◆ **Exercise prompt**: Pick out every line of the rows below that holds the word "mask", and copy each one.

◆ **The data**:

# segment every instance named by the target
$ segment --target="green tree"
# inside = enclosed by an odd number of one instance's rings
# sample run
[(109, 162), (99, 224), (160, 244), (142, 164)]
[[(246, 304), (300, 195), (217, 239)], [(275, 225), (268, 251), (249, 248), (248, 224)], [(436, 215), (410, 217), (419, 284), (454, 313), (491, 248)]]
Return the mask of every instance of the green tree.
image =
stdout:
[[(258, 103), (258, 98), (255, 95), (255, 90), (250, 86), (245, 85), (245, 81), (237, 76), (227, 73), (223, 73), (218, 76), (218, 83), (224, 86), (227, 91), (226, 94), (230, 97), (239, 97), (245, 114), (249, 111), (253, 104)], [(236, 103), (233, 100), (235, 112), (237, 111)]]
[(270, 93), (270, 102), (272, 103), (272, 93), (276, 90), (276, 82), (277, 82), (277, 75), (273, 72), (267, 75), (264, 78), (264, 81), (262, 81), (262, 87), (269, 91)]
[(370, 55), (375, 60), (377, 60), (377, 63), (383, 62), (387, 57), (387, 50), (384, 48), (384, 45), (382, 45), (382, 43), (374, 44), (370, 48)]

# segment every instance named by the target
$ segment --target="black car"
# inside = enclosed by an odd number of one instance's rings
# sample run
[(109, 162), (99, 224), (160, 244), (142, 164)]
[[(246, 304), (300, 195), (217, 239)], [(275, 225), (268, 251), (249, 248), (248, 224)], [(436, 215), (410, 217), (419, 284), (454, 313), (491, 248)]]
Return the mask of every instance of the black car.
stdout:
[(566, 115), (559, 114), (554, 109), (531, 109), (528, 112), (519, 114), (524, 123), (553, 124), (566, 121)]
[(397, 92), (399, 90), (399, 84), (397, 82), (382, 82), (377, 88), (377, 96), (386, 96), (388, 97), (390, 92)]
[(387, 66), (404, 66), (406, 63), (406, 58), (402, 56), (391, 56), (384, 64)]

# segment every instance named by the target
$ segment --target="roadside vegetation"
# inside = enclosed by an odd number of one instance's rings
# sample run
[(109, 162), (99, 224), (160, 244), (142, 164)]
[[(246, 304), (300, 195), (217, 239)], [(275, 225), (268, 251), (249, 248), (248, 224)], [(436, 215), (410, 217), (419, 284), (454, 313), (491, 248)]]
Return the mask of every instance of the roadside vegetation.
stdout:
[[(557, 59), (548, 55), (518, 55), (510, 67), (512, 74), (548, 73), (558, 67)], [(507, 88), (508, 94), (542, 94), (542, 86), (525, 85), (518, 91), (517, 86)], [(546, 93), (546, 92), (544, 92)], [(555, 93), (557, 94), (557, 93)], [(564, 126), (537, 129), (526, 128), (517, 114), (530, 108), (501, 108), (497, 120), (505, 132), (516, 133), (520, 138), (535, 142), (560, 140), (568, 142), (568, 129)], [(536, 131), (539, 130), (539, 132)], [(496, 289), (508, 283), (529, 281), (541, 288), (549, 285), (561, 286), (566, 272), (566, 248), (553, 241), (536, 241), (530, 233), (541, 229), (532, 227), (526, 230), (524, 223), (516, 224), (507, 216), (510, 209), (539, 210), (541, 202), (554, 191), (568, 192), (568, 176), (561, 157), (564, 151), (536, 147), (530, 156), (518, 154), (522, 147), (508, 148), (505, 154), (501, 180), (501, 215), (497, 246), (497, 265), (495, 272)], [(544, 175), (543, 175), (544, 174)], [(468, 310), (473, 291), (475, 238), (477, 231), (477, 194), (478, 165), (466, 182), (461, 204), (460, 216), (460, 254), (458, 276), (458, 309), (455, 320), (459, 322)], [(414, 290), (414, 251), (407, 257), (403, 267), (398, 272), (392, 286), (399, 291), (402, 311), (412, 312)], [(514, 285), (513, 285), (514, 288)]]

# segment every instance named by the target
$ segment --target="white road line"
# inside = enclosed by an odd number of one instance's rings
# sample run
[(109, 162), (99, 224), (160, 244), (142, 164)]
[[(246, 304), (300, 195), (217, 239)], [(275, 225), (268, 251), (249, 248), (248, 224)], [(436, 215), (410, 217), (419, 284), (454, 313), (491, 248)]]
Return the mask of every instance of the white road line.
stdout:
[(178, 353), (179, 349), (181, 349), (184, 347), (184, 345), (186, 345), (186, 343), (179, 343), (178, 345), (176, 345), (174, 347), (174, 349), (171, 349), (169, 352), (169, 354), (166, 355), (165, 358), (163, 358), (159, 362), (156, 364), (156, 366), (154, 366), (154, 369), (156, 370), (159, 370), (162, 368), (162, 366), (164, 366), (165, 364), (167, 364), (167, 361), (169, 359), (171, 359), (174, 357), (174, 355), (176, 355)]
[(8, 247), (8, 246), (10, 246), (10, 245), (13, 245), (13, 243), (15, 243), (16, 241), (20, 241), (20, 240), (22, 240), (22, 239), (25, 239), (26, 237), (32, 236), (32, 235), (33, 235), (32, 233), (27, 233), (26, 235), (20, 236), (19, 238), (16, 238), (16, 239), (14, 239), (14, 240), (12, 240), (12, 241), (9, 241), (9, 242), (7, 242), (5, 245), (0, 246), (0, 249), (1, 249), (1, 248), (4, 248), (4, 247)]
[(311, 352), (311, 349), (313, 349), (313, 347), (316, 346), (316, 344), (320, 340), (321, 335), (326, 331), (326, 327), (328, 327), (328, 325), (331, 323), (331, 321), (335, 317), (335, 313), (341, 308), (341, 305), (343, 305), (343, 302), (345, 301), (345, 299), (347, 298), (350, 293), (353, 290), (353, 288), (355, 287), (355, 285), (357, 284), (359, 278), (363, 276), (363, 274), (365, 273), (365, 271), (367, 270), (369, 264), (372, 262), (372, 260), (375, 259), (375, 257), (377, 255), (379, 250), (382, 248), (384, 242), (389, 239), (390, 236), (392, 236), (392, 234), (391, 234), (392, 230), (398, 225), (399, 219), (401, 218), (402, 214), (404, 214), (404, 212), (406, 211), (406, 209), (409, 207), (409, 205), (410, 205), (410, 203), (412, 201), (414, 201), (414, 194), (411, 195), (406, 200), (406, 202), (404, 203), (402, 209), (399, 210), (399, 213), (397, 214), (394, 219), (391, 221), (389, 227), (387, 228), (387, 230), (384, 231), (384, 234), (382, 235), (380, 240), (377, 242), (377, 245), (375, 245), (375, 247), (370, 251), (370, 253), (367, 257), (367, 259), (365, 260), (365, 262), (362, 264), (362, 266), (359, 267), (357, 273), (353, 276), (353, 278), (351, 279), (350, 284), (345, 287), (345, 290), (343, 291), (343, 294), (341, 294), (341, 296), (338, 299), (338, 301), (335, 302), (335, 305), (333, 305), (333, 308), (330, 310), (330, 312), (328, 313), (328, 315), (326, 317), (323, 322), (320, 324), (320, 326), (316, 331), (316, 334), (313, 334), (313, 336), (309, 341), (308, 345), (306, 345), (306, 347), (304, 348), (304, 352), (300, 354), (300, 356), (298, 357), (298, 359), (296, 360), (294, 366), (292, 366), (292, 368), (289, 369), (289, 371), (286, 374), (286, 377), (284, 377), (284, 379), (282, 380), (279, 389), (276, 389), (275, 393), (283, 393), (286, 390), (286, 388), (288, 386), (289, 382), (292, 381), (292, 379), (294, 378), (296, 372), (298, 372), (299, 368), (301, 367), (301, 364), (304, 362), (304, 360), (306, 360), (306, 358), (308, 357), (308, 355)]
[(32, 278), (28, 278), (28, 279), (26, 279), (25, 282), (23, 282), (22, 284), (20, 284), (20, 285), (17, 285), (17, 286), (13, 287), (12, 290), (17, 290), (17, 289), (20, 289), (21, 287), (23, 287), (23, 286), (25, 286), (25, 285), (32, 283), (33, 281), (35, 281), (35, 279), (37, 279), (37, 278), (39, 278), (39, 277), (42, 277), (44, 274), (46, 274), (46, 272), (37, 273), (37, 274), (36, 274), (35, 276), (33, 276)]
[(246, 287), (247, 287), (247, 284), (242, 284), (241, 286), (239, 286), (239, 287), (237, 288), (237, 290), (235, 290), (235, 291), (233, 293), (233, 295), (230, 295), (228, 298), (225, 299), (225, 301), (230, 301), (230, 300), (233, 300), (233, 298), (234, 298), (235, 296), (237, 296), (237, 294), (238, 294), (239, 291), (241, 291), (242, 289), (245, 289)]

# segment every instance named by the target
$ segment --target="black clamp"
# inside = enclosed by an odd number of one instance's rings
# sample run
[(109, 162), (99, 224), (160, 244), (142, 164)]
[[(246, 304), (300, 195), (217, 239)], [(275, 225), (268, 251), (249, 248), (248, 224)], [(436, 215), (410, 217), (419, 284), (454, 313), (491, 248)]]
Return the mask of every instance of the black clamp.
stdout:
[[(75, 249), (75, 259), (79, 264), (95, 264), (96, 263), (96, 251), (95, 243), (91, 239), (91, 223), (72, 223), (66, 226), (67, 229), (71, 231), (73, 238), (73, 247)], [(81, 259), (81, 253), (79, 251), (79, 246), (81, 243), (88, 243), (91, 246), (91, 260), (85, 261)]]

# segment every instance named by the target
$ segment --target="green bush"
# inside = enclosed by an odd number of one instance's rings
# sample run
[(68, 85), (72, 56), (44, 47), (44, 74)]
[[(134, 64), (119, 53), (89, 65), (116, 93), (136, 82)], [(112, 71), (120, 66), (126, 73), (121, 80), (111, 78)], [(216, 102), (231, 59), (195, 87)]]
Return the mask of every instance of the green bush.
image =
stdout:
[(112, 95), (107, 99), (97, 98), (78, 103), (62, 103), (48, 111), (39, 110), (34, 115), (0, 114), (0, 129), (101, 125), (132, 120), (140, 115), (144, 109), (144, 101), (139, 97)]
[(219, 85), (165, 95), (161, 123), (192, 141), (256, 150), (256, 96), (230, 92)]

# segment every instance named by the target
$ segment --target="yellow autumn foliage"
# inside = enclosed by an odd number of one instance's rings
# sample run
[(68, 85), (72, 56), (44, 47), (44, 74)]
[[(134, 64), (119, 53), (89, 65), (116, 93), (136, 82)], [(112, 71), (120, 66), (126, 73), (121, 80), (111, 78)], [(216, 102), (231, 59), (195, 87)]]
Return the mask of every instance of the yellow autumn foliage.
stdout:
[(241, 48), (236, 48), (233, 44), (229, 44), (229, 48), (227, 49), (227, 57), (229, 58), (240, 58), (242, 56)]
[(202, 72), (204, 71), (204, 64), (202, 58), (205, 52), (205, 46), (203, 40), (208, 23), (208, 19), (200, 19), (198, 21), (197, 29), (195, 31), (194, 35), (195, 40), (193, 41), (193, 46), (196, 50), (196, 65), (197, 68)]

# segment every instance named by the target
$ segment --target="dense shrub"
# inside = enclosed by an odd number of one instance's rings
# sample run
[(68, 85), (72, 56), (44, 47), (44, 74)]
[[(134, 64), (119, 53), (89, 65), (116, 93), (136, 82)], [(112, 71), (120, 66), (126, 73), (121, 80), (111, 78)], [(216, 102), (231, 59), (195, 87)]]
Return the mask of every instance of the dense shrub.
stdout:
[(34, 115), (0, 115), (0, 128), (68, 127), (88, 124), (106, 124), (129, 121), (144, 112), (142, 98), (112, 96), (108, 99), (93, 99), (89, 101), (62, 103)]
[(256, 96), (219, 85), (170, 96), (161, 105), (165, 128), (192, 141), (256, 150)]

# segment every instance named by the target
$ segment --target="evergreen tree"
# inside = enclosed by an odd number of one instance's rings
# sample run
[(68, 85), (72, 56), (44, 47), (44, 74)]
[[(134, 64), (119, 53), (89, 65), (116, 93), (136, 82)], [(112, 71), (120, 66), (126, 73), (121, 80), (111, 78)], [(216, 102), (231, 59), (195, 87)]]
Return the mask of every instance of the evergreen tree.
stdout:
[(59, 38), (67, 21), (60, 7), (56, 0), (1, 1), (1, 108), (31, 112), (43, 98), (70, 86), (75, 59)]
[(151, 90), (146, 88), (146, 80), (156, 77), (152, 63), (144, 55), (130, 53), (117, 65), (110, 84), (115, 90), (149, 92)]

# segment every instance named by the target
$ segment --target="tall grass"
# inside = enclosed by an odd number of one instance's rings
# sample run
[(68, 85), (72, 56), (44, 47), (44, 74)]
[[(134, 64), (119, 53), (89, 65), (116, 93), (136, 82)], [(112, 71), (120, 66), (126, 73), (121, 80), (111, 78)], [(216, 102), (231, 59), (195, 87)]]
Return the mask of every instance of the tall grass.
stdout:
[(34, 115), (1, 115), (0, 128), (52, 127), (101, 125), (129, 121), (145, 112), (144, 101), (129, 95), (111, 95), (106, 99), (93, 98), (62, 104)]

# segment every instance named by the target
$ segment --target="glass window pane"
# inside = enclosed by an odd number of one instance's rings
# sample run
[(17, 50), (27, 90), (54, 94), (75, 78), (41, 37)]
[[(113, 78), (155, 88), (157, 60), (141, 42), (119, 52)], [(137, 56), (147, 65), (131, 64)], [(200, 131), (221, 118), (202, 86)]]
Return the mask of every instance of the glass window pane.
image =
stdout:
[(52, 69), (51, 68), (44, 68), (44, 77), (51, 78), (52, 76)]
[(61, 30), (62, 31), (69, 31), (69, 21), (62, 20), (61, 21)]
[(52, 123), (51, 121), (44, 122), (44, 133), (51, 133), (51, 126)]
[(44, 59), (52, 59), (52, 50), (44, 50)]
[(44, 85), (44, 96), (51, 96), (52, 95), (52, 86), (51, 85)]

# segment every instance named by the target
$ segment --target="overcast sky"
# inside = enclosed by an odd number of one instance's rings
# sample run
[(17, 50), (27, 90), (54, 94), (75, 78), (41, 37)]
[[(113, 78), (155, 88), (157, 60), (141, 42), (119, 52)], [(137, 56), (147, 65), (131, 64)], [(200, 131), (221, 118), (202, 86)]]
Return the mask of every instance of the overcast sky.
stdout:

◆ **Solution to the problem**:
Return the mask of every instance of the green tree.
Return the mask of every instance of the black car.
Return the mask of every instance of the roadside vegetation.
Return the mask of every instance of the white road line.
Return the mask of every instance of the black clamp.
Return the mask of every instance of the green bush.
Return the mask of every instance of the yellow autumn foliage.
Return the mask of every instance of the dense shrub.
Return the mask of every instance of the evergreen tree.
Return the mask of every instance of the tall grass.
Return the mask of every instance of the glass window pane.
Return the mask of every instance of the overcast sky.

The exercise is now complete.